#### Data listing
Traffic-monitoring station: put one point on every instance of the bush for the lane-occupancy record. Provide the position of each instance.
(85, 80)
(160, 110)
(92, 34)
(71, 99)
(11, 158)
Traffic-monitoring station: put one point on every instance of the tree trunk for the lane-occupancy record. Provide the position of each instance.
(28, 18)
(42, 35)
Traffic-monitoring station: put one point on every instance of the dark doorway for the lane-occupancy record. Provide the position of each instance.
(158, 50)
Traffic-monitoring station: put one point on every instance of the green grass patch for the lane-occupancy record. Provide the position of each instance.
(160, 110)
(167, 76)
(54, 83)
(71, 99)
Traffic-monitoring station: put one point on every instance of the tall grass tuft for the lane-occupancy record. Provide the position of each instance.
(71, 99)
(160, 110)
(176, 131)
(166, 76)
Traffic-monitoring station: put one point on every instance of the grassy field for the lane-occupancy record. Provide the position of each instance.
==
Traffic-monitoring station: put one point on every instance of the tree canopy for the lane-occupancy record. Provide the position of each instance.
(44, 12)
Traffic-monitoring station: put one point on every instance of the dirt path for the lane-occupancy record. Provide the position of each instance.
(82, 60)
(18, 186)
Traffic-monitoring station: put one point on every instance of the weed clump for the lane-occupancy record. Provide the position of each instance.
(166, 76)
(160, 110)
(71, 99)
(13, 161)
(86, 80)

#### Do this
Update everything from the line that contains "of the green" down to the line that contains "of the grassy" by writing those lines out again with "lane-occupancy record" replaced by "traffic-flow log". Leave everything else unchanged.

#### Result below
Traffic-monitoring station: put one point on every instance of the green grass patch for the traffic-flow log. Provide the position of each instance.
(160, 110)
(167, 76)
(54, 83)
(71, 99)
Traffic-monitoring station: put one point on every instance of the tall grass tuft for the traffic-flow log. Provide the position of each instance.
(71, 99)
(160, 110)
(176, 131)
(166, 76)
Traffic-monitoring station: put one point on every instance of the grassy field for the traffic-flow log. Provide the position of each instance.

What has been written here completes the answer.